Requirements →
Print, without any alteration, the lines from the one containing "Objective — for every instance of the bottom" through the one containing "Target: bottom sandwich half", both of those lines included.

Rows from a point labeling set →
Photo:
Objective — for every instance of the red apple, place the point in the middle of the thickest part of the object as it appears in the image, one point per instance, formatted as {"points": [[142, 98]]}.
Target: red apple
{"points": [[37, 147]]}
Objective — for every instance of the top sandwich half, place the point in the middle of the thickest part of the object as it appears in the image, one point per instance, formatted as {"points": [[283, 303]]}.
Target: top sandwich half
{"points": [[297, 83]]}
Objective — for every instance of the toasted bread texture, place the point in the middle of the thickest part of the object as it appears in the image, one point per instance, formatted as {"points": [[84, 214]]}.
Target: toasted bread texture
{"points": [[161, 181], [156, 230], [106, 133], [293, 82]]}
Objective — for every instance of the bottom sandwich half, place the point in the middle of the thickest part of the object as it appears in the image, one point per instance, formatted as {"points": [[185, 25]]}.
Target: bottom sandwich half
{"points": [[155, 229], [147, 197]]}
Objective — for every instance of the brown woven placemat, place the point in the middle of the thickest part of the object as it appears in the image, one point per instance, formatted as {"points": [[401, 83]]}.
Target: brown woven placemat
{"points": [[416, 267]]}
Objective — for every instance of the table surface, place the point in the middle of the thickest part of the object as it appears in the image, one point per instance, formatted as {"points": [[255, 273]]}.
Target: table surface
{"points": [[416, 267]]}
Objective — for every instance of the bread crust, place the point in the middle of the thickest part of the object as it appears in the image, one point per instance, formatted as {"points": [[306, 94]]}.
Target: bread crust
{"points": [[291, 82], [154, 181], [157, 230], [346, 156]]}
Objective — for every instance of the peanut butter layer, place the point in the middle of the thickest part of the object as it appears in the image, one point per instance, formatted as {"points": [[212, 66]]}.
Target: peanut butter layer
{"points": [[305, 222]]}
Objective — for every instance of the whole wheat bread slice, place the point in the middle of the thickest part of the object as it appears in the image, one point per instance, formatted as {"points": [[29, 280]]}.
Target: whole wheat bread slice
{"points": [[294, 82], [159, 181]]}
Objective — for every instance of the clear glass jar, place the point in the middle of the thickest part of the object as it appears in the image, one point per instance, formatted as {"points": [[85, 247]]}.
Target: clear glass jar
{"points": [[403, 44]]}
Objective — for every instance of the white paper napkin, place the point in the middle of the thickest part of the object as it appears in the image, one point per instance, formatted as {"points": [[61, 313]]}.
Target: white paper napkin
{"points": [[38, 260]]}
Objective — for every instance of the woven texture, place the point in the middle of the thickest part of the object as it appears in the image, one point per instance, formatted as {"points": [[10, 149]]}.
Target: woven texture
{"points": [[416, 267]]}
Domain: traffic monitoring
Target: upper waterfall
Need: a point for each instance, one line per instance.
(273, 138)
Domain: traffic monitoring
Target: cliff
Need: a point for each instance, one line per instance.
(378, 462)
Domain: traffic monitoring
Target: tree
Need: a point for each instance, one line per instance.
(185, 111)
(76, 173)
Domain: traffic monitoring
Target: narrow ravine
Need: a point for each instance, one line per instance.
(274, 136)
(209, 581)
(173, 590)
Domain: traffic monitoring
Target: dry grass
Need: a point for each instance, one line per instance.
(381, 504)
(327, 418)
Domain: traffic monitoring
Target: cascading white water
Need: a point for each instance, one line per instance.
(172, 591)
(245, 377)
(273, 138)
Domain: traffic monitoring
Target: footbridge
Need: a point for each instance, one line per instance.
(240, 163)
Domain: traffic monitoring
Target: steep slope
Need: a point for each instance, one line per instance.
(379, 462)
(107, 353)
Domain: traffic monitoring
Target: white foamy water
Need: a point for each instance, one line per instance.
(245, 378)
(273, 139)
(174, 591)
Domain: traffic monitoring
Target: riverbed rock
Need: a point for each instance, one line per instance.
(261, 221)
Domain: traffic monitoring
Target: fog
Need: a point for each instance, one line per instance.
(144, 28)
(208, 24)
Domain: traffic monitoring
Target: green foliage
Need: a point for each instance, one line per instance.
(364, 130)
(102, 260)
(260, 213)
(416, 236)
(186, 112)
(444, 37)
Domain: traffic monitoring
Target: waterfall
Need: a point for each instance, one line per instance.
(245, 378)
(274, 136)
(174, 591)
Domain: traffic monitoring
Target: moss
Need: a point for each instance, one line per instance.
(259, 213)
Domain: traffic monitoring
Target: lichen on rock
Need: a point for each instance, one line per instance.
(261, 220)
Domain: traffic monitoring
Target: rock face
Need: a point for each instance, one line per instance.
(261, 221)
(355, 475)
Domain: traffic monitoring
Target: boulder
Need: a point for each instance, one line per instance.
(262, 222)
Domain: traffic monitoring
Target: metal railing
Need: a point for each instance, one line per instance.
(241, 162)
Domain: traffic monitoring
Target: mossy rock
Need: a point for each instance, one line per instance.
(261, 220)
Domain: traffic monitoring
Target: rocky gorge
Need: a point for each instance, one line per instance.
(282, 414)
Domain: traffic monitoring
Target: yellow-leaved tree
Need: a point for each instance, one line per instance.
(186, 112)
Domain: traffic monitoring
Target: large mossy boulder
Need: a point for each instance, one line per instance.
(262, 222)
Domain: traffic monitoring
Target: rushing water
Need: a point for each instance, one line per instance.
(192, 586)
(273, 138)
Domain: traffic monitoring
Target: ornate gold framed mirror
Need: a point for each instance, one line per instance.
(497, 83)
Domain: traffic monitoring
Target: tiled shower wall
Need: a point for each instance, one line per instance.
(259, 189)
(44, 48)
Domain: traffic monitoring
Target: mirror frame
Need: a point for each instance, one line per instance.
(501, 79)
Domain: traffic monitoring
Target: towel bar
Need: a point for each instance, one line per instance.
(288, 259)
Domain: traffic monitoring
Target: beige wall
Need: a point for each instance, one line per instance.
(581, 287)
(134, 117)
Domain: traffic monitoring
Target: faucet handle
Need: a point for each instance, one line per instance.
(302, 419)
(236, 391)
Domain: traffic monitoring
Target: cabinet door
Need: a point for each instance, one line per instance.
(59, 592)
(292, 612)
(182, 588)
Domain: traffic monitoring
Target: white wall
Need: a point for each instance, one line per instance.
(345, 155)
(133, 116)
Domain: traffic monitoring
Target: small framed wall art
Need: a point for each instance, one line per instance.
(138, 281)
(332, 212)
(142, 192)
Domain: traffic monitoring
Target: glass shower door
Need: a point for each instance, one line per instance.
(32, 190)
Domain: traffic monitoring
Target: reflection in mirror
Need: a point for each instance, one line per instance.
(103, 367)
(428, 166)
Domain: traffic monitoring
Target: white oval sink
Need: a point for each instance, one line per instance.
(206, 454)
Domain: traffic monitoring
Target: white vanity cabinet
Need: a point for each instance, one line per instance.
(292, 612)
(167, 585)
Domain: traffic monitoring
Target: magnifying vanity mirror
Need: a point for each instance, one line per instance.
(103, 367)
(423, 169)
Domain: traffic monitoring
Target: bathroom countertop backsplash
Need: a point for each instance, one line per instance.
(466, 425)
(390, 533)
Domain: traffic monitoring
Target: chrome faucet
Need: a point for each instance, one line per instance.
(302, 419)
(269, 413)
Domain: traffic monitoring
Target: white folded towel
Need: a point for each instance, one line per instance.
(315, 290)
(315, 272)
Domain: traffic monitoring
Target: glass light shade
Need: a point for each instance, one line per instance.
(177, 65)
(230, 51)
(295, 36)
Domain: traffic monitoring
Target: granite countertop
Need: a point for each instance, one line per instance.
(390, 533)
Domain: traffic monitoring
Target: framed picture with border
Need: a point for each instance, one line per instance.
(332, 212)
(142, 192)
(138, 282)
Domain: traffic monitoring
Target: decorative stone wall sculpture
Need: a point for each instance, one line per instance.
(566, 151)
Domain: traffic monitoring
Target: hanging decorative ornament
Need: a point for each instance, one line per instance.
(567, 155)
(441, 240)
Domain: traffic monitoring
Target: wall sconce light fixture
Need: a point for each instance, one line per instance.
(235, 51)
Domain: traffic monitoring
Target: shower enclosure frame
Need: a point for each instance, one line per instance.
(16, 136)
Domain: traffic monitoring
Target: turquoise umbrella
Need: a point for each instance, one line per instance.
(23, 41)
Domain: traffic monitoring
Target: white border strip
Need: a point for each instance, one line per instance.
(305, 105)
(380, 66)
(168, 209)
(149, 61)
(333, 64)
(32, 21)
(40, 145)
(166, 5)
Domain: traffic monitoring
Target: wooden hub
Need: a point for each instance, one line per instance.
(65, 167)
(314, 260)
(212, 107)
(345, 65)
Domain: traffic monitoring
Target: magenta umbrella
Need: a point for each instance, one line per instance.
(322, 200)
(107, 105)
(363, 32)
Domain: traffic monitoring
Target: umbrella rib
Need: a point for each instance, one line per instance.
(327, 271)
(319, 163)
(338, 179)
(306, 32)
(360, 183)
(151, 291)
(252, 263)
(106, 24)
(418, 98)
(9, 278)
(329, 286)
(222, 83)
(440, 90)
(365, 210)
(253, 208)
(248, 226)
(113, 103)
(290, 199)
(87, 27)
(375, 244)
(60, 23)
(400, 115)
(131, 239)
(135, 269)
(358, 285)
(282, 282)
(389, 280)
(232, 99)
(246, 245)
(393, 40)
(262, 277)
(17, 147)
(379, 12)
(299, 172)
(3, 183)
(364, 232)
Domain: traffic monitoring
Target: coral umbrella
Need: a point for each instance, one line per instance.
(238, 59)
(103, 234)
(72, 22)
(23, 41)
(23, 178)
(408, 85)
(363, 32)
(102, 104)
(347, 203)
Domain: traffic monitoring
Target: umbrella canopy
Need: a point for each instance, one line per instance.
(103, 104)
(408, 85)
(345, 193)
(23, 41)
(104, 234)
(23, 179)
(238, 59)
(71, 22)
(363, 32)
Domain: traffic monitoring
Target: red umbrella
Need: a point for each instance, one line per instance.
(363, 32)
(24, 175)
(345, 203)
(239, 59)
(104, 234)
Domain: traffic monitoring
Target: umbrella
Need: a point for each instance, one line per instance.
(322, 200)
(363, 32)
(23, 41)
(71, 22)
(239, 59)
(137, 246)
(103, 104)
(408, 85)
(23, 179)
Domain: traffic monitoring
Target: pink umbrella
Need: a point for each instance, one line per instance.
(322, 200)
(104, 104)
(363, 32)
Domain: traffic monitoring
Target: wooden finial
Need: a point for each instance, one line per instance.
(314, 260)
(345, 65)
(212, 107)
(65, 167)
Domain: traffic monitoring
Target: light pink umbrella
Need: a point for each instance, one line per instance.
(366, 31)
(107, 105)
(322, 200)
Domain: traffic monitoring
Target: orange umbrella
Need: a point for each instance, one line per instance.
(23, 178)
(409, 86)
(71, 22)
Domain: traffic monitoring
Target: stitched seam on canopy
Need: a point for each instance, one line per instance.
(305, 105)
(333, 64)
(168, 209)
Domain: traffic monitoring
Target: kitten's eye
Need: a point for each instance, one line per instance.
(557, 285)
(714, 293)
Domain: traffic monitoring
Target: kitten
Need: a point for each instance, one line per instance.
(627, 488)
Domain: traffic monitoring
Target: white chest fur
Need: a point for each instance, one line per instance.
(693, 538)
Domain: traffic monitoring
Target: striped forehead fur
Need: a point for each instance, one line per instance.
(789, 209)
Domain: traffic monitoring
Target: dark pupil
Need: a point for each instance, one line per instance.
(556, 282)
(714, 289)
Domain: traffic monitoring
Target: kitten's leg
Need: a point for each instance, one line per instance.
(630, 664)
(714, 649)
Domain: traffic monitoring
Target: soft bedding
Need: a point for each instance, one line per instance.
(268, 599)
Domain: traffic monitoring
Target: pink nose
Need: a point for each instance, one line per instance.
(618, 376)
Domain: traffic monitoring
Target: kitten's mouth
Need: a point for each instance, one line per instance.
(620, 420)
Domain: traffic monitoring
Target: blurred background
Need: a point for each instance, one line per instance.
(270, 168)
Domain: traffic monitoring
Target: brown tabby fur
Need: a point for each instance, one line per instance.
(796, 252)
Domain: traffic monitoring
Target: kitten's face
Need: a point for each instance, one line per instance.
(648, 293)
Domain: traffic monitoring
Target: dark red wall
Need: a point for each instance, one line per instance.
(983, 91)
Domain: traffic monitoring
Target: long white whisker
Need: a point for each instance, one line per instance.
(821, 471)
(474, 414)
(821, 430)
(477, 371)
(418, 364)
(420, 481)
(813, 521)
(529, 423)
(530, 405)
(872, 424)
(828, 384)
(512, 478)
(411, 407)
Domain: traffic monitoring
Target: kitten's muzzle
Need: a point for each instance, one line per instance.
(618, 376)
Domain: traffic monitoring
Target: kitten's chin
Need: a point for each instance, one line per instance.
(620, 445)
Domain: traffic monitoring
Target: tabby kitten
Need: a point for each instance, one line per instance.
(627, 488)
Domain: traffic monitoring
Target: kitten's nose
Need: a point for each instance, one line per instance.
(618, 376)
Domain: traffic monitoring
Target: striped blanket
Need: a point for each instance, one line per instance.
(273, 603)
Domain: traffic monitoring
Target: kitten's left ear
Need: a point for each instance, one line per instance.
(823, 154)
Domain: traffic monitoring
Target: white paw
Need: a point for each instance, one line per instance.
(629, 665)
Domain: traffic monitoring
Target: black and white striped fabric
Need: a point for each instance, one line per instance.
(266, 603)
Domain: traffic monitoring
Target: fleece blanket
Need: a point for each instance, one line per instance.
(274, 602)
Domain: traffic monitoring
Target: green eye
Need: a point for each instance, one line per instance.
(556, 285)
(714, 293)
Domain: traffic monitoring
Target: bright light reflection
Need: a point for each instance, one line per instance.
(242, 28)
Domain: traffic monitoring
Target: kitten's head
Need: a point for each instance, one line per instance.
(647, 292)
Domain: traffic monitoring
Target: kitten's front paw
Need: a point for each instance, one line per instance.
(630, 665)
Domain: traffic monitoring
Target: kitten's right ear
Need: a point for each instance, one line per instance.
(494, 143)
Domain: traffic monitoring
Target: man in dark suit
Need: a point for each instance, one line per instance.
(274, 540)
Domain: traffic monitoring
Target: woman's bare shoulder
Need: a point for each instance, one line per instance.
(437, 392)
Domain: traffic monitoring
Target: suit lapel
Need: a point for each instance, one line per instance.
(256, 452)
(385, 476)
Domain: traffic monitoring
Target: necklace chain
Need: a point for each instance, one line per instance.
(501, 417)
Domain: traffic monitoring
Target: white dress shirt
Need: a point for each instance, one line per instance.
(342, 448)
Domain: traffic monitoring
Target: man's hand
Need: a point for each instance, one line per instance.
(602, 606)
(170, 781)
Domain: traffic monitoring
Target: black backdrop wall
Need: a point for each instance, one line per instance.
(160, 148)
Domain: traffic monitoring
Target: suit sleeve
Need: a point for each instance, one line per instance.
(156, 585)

Answer to this task →
Objective — for every instance of the bottom sandwich half, place the point in the middle of the thickest part of the object as it appears in the image, one point per instance, formatted as {"points": [[185, 25]]}.
Target: bottom sandwich half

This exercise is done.